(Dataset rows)
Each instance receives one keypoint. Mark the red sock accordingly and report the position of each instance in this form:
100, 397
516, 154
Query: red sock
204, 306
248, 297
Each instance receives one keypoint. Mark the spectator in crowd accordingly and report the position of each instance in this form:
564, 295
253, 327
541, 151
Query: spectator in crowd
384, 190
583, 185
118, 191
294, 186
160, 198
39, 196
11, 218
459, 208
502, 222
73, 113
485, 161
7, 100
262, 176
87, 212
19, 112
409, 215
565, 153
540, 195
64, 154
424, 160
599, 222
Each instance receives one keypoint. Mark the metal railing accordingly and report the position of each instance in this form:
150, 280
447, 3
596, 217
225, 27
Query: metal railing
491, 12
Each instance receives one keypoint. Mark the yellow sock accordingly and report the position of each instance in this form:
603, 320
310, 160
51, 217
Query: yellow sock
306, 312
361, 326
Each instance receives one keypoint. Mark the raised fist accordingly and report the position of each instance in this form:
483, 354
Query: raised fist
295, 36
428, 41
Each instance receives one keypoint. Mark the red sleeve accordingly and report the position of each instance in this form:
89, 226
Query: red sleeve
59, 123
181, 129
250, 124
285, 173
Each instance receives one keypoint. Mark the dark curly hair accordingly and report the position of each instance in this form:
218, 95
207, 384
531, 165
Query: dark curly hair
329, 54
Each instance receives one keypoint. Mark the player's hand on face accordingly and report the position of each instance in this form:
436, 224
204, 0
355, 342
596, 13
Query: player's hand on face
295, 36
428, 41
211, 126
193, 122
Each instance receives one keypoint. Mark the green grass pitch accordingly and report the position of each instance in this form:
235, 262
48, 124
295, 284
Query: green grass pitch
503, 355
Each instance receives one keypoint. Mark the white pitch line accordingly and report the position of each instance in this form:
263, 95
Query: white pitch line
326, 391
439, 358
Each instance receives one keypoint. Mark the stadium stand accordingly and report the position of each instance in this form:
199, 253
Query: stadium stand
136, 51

==

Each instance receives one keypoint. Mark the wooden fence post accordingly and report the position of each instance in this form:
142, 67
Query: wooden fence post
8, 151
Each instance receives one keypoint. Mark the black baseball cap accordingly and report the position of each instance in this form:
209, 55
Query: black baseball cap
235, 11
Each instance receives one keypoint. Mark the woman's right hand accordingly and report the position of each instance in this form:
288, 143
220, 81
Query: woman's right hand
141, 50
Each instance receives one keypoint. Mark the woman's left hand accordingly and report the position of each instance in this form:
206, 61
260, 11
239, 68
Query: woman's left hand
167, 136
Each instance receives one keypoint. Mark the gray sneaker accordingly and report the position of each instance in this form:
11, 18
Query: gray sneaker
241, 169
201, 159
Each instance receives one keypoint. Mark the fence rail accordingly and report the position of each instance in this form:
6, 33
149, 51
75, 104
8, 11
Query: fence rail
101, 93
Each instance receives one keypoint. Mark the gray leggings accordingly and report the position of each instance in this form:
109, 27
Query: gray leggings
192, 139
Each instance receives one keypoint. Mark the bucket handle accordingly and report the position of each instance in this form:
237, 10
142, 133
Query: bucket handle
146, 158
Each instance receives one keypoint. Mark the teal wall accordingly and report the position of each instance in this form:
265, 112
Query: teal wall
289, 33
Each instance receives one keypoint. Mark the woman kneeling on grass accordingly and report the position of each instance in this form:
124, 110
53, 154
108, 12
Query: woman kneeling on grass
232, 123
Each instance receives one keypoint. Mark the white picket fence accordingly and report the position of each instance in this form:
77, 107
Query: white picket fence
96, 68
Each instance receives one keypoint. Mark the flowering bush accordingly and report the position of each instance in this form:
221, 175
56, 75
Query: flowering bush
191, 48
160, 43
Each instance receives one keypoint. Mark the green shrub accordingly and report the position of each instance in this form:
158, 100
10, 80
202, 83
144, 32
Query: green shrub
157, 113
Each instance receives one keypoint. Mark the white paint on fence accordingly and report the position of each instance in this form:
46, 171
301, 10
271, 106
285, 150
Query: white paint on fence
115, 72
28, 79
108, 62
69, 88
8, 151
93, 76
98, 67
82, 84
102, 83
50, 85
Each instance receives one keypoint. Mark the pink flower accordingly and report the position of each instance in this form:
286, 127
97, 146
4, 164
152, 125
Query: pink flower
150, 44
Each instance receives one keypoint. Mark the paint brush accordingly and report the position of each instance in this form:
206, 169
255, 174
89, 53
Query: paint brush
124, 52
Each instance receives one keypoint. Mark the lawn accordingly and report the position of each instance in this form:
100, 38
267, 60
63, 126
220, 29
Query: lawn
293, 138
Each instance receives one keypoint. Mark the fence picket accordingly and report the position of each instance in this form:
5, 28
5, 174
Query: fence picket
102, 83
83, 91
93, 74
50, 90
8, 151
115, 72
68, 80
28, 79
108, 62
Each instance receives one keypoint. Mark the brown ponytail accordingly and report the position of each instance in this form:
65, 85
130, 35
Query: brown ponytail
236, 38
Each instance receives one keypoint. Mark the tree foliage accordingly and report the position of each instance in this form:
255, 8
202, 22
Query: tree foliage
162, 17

- YOUR GOAL: How many of the lines above contain the string "post"? Case matters, and give only the number.

- FULL OUTPUT: 2